> _Exercises to complete_
[a] Using the court memorandum excerpt, answer these questions:
(i) On what date is the memorandum dated?
(ii) In which borough is the Glen Oaks Library located?
(iii) What did Fidelity counterclaim in its Amended Answer?
[b] Carry on the court memorandum about the bond payment dispute, picking up after its last sentence.

Start of Excerpted text

United States District Court, E.D. New York

March 23, 2017

DANI'S WINDOWS & GLASS, INC., Plaintiff,
v.
THE FIDELITY AND DEPOSIT COMPANY OF MARYLAND, Defendant.

          MEMORANDUM AND ORDER ADOPTING REPORT AND RECOMMENDATION

          DORA L. IRIZARRY, Chief United States District Judge.

         Plaintiff, Dani's Windows & Glass, Inc. (“DWG”), initiated this proceeding on January 15, 2014 by filing a Complaint alleging that Defendant, The Fidelity and Deposit Company of Maryland (“Fidelity”), breached two construction contracts by failing to make required payments on their associated bonds. Specifically, DWG claimed that Fidelity failed to pay it for work performed on the Glen Oaks Library (“Glen Oaks”) in Queens, New York, and for the work performed on the Riverside Health Center (“Riverside”) in Manhattan, New York. See Complaint (“Compl.”), Dkt. Entry No. 1. On August 8, 2014, Fidelity filed an Amended Answer (“Am. Answer”) and counterclaimed that DWG had abdicated its duties under the Riverside contract and abandoned the project before completion. See Am. Answer, Dkt. Entry No. 22.

End of Excerpted text
Start of Data extract

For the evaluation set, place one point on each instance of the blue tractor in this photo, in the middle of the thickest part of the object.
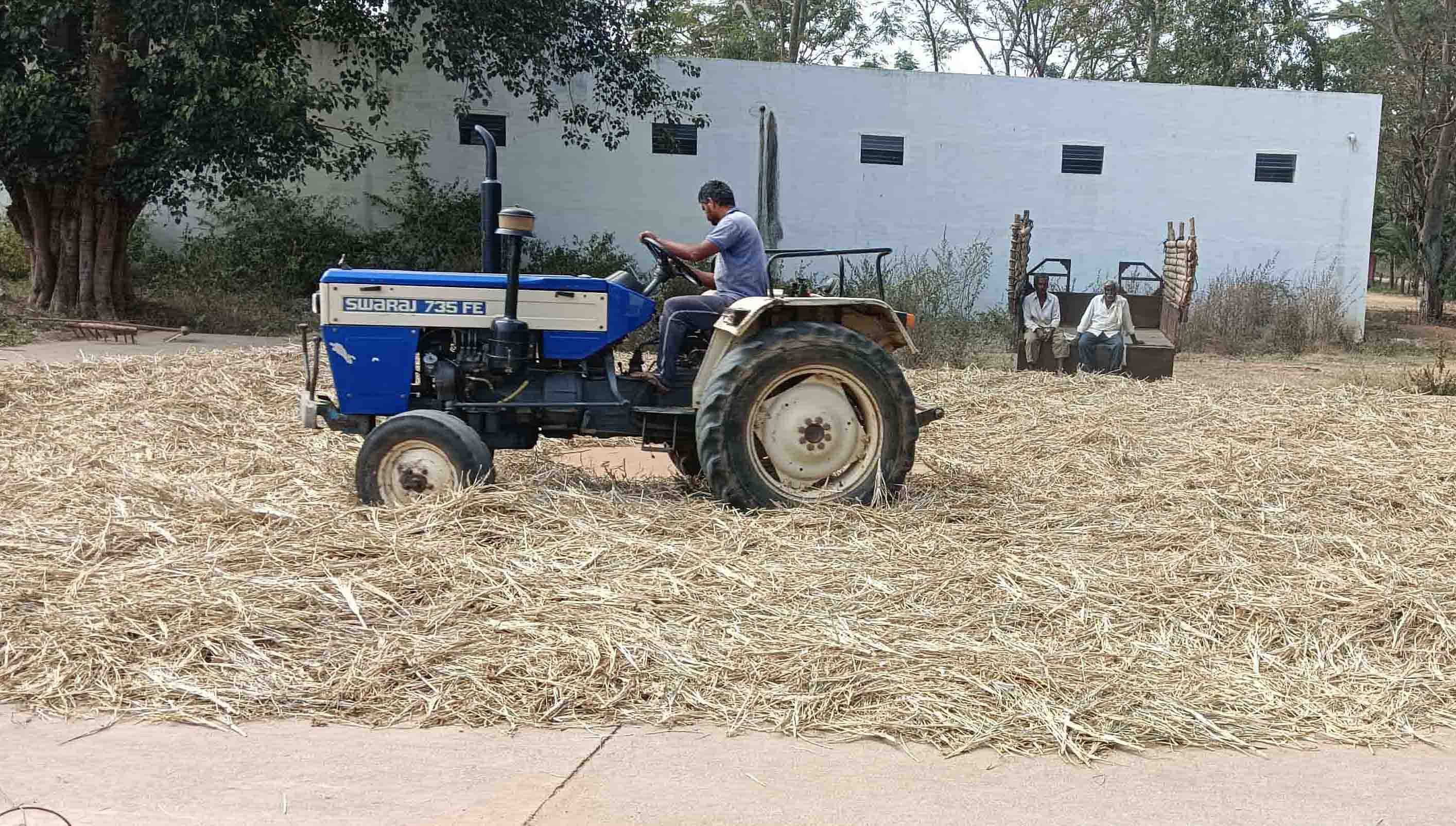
(790, 399)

End of Data extract

> _Results in order_
[a]
(i) March 23, 2017
(ii) Queens, New York
(iii) That DWG had abdicated its duties under the Riverside contract and abandoned the project before completion.

[b]
         Both parties moved for partial summary judgment. DWG served its motion on February 4, 2015. See Br. in Supp. of Pl.'s Mot. for Partial Summ. J. (“DWG Mot.”), Dkt. Entry No. 41-17. Fidelity served its opposition papers on February 18, 2015. See Br. in Opp. to Pl.'s Mot. for Partial Summ. J. (“Fidelity Opp.”), Dkt. Entry No. 42. DWG served its reply on March 20, 2015. See Reply Br. in Further Supp. of Pl.'s Mot. for Partial Summ. J. (“DWG Reply”), Dkt. Entry No. 43. DWG's motion sought summary judgment on the issue of liability and damages concerning Fidelity's alleged breach of the Glen Oaks contract, only. See DWG Mot.

         Fidelity served its cross-motion on February 18, 2015. See Br. in Supp. of Def.'s Mot. for Partial Summ. J. (“Fidelity Mot.”), Dkt. Entry No. 44-30. DWG served its opposition papers on March 20, 2015. See Br. in Opp. to Def.'s Mot. for Partial Summ. J. (“DWG Opp.”), Dkt. Entry No. 45. Fidelity served its reply, and filed all motion papers for both motions, on April 17, 2015. See Reply Br. in Further Supp. of Def.'s Mot. for Partial Summ. J. (“Fidelity Reply”), Dkt. Entry No. 46. Fidelity's motion sought summary judgment only on its counterclaims for DWG's alleged breach of the Riverside contract. See Fidelity Mot.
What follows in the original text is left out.